--- begin Excerpted text ---

I realized when I took this set of shots that the perspective highlights the fire too much in relation to the vegetable garden. Also the light was way too dim for it all to really turn out. Since Jim was leaving on a trip to visit one of his Navy buddies and we were getting up at zero dark thirty this morning, I thought it would be a good idea to get up early and try getting photos as the sun was coming up. The result follows. Check out that garlic coming up in the foreground.
Once again, the light was too complex for a great picture. That bright dawn sky had some lovely cloud formations in it, but when I got the exposure right to show that, the garden looked like the Black Hole of Calcutta. I got some great shots of my chard, though.
As I was lying on my belly trying to capture the chard and the sundial at the same time, I heard the Canada geese that sleep on Horseshoe Pond wake up and take flight. There were two skeins of them, and the first one flew by as I swung my camera up and got off a shot. Over-exposed.
The second group winged by and in that magical moment as I clicked the shutter I knew I had “The Shot” at long last.
And that, my dearest ones, is my entry into the contest. It seems to breathe “The End of the Line” to me, with the trees half bare, all the lines of the paths and raised beds, the beds tucked in for the winter, the last line of chard, the line of geese heading South for the winter. It even has the sundial in it.
Blessed be, and may the turn of the year find you healthy, and blessed with prosperity and joy.

--- end Excerpted text ---
--- begin Records ---

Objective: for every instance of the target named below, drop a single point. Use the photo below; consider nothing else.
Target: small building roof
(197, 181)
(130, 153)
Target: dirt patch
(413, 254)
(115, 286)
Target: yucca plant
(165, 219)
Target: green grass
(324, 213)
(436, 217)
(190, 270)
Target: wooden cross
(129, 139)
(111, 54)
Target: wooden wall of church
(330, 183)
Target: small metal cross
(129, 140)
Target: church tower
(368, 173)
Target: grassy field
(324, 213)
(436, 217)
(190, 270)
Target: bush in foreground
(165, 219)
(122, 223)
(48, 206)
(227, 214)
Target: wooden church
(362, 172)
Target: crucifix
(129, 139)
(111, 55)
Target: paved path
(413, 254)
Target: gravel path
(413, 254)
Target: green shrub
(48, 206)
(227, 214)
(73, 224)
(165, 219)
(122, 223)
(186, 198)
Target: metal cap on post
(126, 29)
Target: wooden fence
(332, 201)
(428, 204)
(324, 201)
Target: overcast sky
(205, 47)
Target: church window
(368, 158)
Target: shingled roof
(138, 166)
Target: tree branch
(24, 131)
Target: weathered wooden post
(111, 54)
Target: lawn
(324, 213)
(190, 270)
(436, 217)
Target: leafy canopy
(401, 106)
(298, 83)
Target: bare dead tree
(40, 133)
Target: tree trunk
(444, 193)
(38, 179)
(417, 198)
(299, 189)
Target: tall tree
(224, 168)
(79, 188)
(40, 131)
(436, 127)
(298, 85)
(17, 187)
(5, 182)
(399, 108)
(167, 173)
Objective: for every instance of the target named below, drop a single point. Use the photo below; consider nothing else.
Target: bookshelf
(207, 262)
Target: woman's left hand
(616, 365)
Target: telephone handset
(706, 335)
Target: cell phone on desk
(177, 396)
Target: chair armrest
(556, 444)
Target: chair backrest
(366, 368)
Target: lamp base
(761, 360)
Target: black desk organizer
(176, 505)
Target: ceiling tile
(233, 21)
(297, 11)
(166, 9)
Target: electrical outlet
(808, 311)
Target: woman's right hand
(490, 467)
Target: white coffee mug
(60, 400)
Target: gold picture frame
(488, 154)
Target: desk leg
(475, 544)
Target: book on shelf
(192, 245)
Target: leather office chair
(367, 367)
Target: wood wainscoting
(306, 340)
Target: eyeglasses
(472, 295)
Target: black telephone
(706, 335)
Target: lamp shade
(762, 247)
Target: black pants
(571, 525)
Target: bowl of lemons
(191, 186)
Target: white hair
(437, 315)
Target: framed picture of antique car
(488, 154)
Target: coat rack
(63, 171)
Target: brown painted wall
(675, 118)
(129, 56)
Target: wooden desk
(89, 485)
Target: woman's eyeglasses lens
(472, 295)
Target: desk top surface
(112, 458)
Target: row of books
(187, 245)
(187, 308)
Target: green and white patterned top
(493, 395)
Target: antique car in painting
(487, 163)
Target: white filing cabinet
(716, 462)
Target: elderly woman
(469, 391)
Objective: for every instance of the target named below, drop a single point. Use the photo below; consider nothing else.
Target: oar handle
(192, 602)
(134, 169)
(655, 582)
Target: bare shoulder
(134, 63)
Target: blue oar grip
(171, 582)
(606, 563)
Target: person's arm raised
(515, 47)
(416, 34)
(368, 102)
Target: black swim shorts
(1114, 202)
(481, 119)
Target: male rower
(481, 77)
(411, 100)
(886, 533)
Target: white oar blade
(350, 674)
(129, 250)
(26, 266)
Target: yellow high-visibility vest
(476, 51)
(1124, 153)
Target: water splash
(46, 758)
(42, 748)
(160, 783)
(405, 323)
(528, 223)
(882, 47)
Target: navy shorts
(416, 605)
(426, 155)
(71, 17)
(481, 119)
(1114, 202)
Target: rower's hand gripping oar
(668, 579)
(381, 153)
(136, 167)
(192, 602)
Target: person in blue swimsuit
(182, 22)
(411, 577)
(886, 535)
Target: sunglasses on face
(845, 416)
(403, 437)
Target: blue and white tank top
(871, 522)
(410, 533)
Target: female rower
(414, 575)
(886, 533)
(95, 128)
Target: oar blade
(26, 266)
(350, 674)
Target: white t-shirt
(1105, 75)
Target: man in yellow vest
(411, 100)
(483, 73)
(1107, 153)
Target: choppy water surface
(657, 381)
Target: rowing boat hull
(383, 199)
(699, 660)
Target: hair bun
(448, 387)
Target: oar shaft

--- end Records ---

**Stated exercise:**
Copy out the entire post above about photographing the garden at dawn, word for word.

**In response:**
I realized when I took this set of shots that the perspective highlights the fire too much in relation to the vegetable garden. Also the light was way too dim for it all to really turn out. Since Jim was leaving on a trip to visit one of his Navy buddies and we were getting up at zero dark thirty this morning, I thought it would be a good idea to get up early and try getting photos as the sun was coming up. The result follows. Check out that garlic coming up in the foreground.
Once again, the light was too complex for a great picture. That bright dawn sky had some lovely cloud formations in it, but when I got the exposure right to show that, the garden looked like the Black Hole of Calcutta. I got some great shots of my chard, though.
As I was lying on my belly trying to capture the chard and the sundial at the same time, I heard the Canada geese that sleep on Horseshoe Pond wake up and take flight. There were two skeins of them, and the first one flew by as I swung my camera up and got off a shot. Over-exposed.
The second group winged by and in that magical moment as I clicked the shutter I knew I had “The Shot” at long last.
And that, my dearest ones, is my entry into the contest. It seems to breathe “The End of the Line” to me, with the trees half bare, all the lines of the paths and raised beds, the beds tucked in for the winter, the last line of chard, the line of geese heading South for the winter. It even has the sundial in it.
Blessed be, and may the turn of the year find you healthy, and blessed with prosperity and joy.